■ Excerpt provided:
# # # # # # #

Most people think gaining fat is a given as they grow older, but it can be prevented with a smart diet and regular lifting that maintains muscle. Strength training is a priority over walking or other steady-state forms of aerobic exercise, which lead to the loss of muscle over the long run.
Studies estimate that aerobic exercise results in an average loss of 4 to 6 pounds every decade, which translates to a drop in metabolic rate of 2 to 3 percent. Since no one lowers their calorie intake to correspond to the decrease in energy expenditure, they gain fat and experience deterioration of physical function as their percent body fat increases.
A new study illustrates this effect. Researchers at Wake Forest University tested the impact of different exercise protocols combined with diet on body composition changes in overweight adults in their 60s. The participants were put on the same diet that reduced calories by 330 a day below what was needed to maintain their body weight. The macronutrient breakdown of the diet was 25 percent protein, 30 percent fat, and 45 percent carbs. They were then randomized into three groups:
A strength training plus diet group that performed a typical hypertrophy-style workout four days a week for 45 minutes a session at an intensity of 75 percent of the 1RM.
An aerobic training plus diet group that walked briskly for 45 minutes four days a week at an intensity of 12-14 on the Borg RBE scale.
A control group that dieted but did no additional exercise.
Results showed that after 18 months the strength training plus diet group had by far the best results, losing more body fat and less muscle mass than the other two groups. The strength training group lost about 17 pounds of fat and only about 2 pounds of lean mass. The aerobic training group also lost a significant amount of fat, shedding 16 pounds, but they also lost 4 pounds of muscle. The control group that did no exercise lost about 10 pounds of fat and 2 pounds of muscle.

# # # # # # #

■ Problem details: Using the article on strength training and fat loss, decide whether each statement agrees with it, giving yes or no plus the deciding words quoted from the article. (a) The study diet was 45 percent carbohydrates. (b) The aerobic group walked for 30 minutes per session. (c) Results were measured after 12 months.

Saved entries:
# # # # # # #

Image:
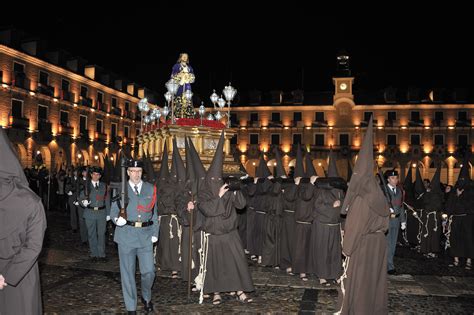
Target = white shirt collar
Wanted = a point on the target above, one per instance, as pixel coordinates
(391, 187)
(139, 185)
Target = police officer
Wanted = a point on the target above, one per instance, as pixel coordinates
(397, 216)
(135, 236)
(95, 200)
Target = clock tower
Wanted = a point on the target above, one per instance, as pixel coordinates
(343, 98)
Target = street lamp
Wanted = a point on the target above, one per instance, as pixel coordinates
(229, 94)
(202, 111)
(172, 87)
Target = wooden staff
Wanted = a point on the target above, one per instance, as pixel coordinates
(190, 250)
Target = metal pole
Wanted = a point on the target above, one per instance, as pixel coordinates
(190, 251)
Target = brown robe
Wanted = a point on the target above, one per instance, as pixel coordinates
(365, 246)
(22, 227)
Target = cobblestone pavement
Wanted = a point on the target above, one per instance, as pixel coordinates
(72, 284)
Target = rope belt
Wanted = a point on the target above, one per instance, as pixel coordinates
(139, 223)
(303, 222)
(201, 277)
(180, 231)
(96, 208)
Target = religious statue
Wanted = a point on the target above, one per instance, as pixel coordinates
(183, 74)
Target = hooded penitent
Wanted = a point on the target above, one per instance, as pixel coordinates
(178, 165)
(332, 168)
(280, 171)
(262, 170)
(409, 188)
(433, 199)
(299, 170)
(191, 180)
(199, 169)
(213, 180)
(15, 194)
(363, 182)
(310, 171)
(164, 173)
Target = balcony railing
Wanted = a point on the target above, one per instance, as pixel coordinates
(20, 122)
(464, 123)
(102, 106)
(85, 101)
(319, 123)
(67, 96)
(116, 111)
(415, 123)
(20, 80)
(66, 129)
(45, 89)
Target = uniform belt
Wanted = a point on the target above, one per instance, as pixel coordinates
(303, 222)
(139, 223)
(96, 208)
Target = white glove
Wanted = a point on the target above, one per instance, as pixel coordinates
(120, 221)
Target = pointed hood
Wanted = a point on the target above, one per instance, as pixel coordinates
(310, 171)
(408, 187)
(262, 170)
(164, 169)
(280, 171)
(178, 163)
(215, 169)
(332, 167)
(363, 182)
(419, 187)
(148, 165)
(464, 172)
(435, 186)
(10, 167)
(299, 169)
(199, 169)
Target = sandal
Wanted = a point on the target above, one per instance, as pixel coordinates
(217, 299)
(454, 264)
(244, 300)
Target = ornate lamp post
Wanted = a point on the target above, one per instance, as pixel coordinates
(143, 107)
(202, 111)
(229, 94)
(172, 87)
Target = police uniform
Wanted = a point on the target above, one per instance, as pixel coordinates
(134, 240)
(396, 217)
(95, 215)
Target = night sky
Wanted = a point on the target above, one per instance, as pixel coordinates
(258, 48)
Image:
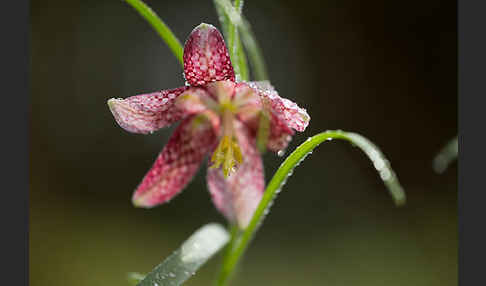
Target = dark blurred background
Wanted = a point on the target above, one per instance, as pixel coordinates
(385, 69)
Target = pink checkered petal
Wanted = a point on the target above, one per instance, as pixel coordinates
(287, 111)
(238, 196)
(177, 163)
(206, 57)
(146, 113)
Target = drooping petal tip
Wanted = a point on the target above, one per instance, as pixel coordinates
(177, 163)
(206, 57)
(146, 113)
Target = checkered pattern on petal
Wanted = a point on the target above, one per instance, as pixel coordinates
(177, 163)
(206, 57)
(146, 113)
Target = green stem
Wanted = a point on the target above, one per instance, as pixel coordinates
(159, 26)
(374, 154)
(446, 156)
(247, 36)
(230, 31)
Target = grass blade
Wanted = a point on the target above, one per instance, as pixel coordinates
(379, 161)
(446, 156)
(186, 260)
(159, 26)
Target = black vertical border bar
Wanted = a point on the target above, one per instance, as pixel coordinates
(14, 116)
(472, 143)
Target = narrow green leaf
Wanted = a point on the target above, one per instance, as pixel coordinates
(446, 156)
(160, 27)
(186, 260)
(247, 36)
(379, 161)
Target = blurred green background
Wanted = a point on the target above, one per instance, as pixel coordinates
(385, 69)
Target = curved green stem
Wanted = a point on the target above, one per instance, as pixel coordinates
(380, 163)
(162, 29)
(233, 16)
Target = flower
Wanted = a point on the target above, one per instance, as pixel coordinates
(219, 117)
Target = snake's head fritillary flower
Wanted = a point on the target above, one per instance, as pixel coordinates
(218, 117)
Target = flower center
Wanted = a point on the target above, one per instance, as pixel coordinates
(228, 154)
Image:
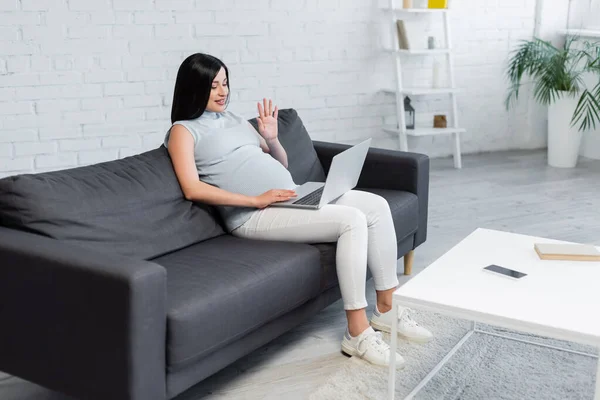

# # # # # # #

■ Answer:
(a) Yes: "25 percent protein, 30 percent fat, and 45 percent carbs."
(b) No: "walked briskly for 45 minutes four days a week"
(c) No: "after 18 months"